- _Supplied entries_:
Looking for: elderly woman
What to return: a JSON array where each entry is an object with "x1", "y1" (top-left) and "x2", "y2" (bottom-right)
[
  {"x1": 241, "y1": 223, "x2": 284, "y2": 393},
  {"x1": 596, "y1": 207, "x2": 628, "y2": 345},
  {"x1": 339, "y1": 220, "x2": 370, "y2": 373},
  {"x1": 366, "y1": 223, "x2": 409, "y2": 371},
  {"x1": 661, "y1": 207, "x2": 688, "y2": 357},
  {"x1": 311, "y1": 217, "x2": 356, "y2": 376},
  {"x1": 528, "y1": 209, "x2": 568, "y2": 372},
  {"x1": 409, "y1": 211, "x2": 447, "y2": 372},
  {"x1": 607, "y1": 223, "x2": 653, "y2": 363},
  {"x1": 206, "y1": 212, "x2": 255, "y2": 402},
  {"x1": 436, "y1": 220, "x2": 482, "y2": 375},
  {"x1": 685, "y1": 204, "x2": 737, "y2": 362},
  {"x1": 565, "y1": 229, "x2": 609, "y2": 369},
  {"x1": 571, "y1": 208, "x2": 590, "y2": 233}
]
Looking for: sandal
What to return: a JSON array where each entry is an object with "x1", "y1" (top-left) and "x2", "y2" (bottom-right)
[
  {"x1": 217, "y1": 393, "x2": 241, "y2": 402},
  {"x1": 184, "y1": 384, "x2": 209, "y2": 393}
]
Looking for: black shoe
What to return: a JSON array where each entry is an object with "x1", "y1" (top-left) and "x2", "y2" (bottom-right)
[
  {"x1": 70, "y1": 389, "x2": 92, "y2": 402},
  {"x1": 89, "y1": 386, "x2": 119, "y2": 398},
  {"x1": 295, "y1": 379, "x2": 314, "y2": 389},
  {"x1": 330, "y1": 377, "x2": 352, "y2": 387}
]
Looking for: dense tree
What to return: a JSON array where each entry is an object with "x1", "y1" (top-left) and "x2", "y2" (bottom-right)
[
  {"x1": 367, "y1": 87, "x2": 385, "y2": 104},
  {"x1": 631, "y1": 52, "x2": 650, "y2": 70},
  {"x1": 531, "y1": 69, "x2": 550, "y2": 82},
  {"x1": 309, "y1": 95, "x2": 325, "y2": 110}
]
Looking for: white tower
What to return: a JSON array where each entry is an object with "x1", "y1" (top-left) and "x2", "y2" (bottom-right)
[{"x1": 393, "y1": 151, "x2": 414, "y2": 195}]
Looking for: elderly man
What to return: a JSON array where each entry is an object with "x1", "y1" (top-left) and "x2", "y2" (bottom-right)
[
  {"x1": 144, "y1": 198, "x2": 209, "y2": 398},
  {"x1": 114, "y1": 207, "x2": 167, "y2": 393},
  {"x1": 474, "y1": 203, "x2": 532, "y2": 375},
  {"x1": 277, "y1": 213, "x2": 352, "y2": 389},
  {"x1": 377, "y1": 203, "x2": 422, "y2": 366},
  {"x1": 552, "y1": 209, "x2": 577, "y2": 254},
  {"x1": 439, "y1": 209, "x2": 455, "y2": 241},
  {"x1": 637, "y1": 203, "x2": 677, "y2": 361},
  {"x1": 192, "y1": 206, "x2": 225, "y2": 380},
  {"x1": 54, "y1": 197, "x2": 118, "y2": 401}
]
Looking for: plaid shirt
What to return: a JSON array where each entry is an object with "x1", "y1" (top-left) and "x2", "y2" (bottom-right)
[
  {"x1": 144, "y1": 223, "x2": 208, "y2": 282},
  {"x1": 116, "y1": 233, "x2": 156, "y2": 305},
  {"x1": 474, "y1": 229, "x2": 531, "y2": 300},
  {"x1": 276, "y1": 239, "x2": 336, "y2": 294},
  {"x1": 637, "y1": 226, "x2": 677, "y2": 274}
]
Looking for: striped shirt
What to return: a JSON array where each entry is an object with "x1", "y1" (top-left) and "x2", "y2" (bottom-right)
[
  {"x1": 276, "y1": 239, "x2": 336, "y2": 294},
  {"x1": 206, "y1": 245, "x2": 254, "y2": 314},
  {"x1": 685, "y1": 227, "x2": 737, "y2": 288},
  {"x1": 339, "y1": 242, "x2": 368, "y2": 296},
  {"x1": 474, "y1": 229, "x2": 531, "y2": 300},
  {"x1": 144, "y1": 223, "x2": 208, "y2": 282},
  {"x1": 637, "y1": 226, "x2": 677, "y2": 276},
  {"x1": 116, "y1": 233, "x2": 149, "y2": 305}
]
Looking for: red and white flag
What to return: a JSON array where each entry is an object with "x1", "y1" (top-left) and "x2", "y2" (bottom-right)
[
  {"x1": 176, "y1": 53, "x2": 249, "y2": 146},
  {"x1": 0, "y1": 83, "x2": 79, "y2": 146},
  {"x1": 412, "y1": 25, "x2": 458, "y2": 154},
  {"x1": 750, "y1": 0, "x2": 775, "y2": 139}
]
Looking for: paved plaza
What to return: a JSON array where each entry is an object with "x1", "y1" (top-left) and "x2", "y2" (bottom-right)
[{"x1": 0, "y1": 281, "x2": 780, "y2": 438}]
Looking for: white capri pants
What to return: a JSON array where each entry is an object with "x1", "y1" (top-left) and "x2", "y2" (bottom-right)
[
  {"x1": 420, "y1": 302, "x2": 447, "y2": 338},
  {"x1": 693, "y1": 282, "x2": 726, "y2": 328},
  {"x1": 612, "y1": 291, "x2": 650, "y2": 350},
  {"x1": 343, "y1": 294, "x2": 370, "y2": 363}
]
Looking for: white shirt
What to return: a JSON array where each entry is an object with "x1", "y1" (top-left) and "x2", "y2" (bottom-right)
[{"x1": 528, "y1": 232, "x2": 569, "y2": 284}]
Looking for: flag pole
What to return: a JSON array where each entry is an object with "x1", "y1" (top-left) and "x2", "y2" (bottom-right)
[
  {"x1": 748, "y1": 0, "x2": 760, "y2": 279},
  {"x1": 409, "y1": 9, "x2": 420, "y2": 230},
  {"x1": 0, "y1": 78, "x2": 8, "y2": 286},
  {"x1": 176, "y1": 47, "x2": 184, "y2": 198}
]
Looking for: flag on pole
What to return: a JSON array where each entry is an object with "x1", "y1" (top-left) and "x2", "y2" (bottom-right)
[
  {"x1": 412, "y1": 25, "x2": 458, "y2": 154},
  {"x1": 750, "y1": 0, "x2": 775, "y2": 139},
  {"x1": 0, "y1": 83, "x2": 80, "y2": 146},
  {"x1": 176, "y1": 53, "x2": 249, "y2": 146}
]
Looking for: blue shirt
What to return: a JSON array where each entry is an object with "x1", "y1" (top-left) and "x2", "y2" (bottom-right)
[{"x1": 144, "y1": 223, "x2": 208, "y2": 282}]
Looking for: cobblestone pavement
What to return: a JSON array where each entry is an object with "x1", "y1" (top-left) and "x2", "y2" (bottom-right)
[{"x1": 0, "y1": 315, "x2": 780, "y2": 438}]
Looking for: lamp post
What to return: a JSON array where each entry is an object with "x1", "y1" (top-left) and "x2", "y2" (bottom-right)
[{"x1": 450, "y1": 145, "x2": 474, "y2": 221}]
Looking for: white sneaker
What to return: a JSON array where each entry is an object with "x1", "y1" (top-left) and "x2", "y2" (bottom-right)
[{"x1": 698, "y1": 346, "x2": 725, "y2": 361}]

- _Work to be completed_:
Reproduce every one of the records above, line for line, with nothing changed.

- _The completed task_:
Looking for: elderly woman
What to return: a JSON array where each entry is an object with "x1", "y1" (top-left) and "x2", "y2" (bottom-right)
[
  {"x1": 241, "y1": 223, "x2": 284, "y2": 393},
  {"x1": 596, "y1": 207, "x2": 628, "y2": 345},
  {"x1": 339, "y1": 220, "x2": 370, "y2": 373},
  {"x1": 366, "y1": 223, "x2": 409, "y2": 371},
  {"x1": 661, "y1": 207, "x2": 688, "y2": 357},
  {"x1": 311, "y1": 217, "x2": 356, "y2": 376},
  {"x1": 528, "y1": 209, "x2": 568, "y2": 372},
  {"x1": 409, "y1": 211, "x2": 447, "y2": 372},
  {"x1": 607, "y1": 223, "x2": 653, "y2": 363},
  {"x1": 206, "y1": 212, "x2": 255, "y2": 402},
  {"x1": 436, "y1": 220, "x2": 482, "y2": 375},
  {"x1": 685, "y1": 204, "x2": 737, "y2": 362},
  {"x1": 565, "y1": 229, "x2": 609, "y2": 369},
  {"x1": 571, "y1": 208, "x2": 590, "y2": 233}
]
Looking for: sandal
What to return: a JSON array where each entry is an object with "x1", "y1" (top-left) and "x2", "y2" (bottom-right)
[
  {"x1": 217, "y1": 393, "x2": 241, "y2": 402},
  {"x1": 184, "y1": 384, "x2": 209, "y2": 393}
]
Looking for: black shoe
What to return: a JSON array where each entry is an object with "x1", "y1" (top-left) and "x2", "y2" (bottom-right)
[
  {"x1": 70, "y1": 389, "x2": 92, "y2": 402},
  {"x1": 89, "y1": 386, "x2": 119, "y2": 398},
  {"x1": 295, "y1": 379, "x2": 314, "y2": 389},
  {"x1": 330, "y1": 377, "x2": 352, "y2": 387}
]
Looking for: dense tree
What to return: a JSON array where each entry is an object with "x1", "y1" (top-left) and "x2", "y2" (bottom-right)
[
  {"x1": 367, "y1": 87, "x2": 385, "y2": 104},
  {"x1": 631, "y1": 52, "x2": 650, "y2": 70},
  {"x1": 531, "y1": 69, "x2": 550, "y2": 82},
  {"x1": 309, "y1": 95, "x2": 325, "y2": 110}
]
Looking for: white tower
What to return: a JSON array where each entry is an object with "x1", "y1" (top-left) and "x2", "y2" (bottom-right)
[{"x1": 393, "y1": 151, "x2": 414, "y2": 195}]
Looking for: elderly man
What to return: a JSON array where each entry is an object with "x1", "y1" (top-left) and "x2", "y2" (bottom-right)
[
  {"x1": 144, "y1": 198, "x2": 209, "y2": 398},
  {"x1": 114, "y1": 207, "x2": 167, "y2": 393},
  {"x1": 474, "y1": 203, "x2": 532, "y2": 375},
  {"x1": 277, "y1": 213, "x2": 352, "y2": 389},
  {"x1": 377, "y1": 203, "x2": 422, "y2": 366},
  {"x1": 552, "y1": 209, "x2": 577, "y2": 254},
  {"x1": 439, "y1": 209, "x2": 455, "y2": 241},
  {"x1": 637, "y1": 203, "x2": 677, "y2": 361},
  {"x1": 192, "y1": 206, "x2": 225, "y2": 380},
  {"x1": 54, "y1": 197, "x2": 118, "y2": 401}
]
Looking for: plaid shirt
What to return: a JSON array where each entry is an object with "x1", "y1" (top-left) and "x2", "y2" (bottom-right)
[
  {"x1": 144, "y1": 223, "x2": 208, "y2": 282},
  {"x1": 116, "y1": 233, "x2": 156, "y2": 305},
  {"x1": 474, "y1": 229, "x2": 531, "y2": 300},
  {"x1": 276, "y1": 239, "x2": 336, "y2": 294},
  {"x1": 637, "y1": 226, "x2": 677, "y2": 274}
]
Looking for: striped shirt
What to return: a JSON array where each entry is an object with "x1", "y1" (top-left) and "x2", "y2" (bottom-right)
[
  {"x1": 276, "y1": 239, "x2": 336, "y2": 294},
  {"x1": 206, "y1": 245, "x2": 254, "y2": 314},
  {"x1": 685, "y1": 227, "x2": 737, "y2": 288},
  {"x1": 339, "y1": 242, "x2": 368, "y2": 296},
  {"x1": 474, "y1": 229, "x2": 531, "y2": 300},
  {"x1": 144, "y1": 223, "x2": 208, "y2": 282},
  {"x1": 637, "y1": 226, "x2": 677, "y2": 276},
  {"x1": 116, "y1": 233, "x2": 149, "y2": 305}
]
Looking for: red and white flag
What to return: a JSON array where each entry is an object with "x1", "y1" (top-left) and "x2", "y2" (bottom-right)
[
  {"x1": 176, "y1": 53, "x2": 249, "y2": 146},
  {"x1": 0, "y1": 83, "x2": 79, "y2": 146},
  {"x1": 412, "y1": 25, "x2": 458, "y2": 154},
  {"x1": 750, "y1": 0, "x2": 775, "y2": 139}
]
Looking for: paved plaza
What to return: a JSON array where each entry is an object with "x1", "y1" (top-left) and "x2", "y2" (bottom-right)
[{"x1": 0, "y1": 281, "x2": 780, "y2": 438}]
Looking for: white capri pants
What to return: a JSON array where each entry is an object with "x1", "y1" (top-left) and "x2", "y2" (bottom-right)
[
  {"x1": 420, "y1": 302, "x2": 447, "y2": 338},
  {"x1": 693, "y1": 282, "x2": 726, "y2": 328},
  {"x1": 612, "y1": 291, "x2": 650, "y2": 350},
  {"x1": 343, "y1": 294, "x2": 370, "y2": 363}
]
Looking for: white shirt
What to return: a JSON array where each entry is an object with "x1", "y1" (top-left) and "x2", "y2" (bottom-right)
[{"x1": 528, "y1": 232, "x2": 569, "y2": 284}]
Looking for: flag pole
What to return: a JSON array where each entry is an object with "x1", "y1" (top-left) and "x2", "y2" (bottom-right)
[
  {"x1": 748, "y1": 0, "x2": 760, "y2": 279},
  {"x1": 409, "y1": 9, "x2": 420, "y2": 230},
  {"x1": 0, "y1": 78, "x2": 8, "y2": 286},
  {"x1": 176, "y1": 47, "x2": 184, "y2": 198}
]
Looking for: flag on pole
What to return: a JSON array where each entry is an object with "x1", "y1" (top-left) and "x2", "y2" (bottom-right)
[
  {"x1": 412, "y1": 25, "x2": 458, "y2": 154},
  {"x1": 750, "y1": 0, "x2": 775, "y2": 139},
  {"x1": 0, "y1": 83, "x2": 80, "y2": 146},
  {"x1": 176, "y1": 53, "x2": 249, "y2": 146}
]
Looking for: blue shirt
What to return: a JSON array where each entry is an object with "x1", "y1" (top-left) and "x2", "y2" (bottom-right)
[{"x1": 144, "y1": 223, "x2": 208, "y2": 282}]
Looking for: cobblestone pavement
What to return: a JSON array where each entry is an object with "x1", "y1" (top-left) and "x2", "y2" (bottom-right)
[{"x1": 0, "y1": 315, "x2": 780, "y2": 438}]
Looking for: lamp post
What to return: a JSON array where each entry is an object with "x1", "y1" (top-left) and "x2", "y2" (bottom-right)
[{"x1": 450, "y1": 145, "x2": 474, "y2": 221}]
Looking for: white sneaker
What to return: a JSON array where each entry is an object with "x1", "y1" (top-left) and "x2", "y2" (bottom-right)
[{"x1": 698, "y1": 346, "x2": 725, "y2": 361}]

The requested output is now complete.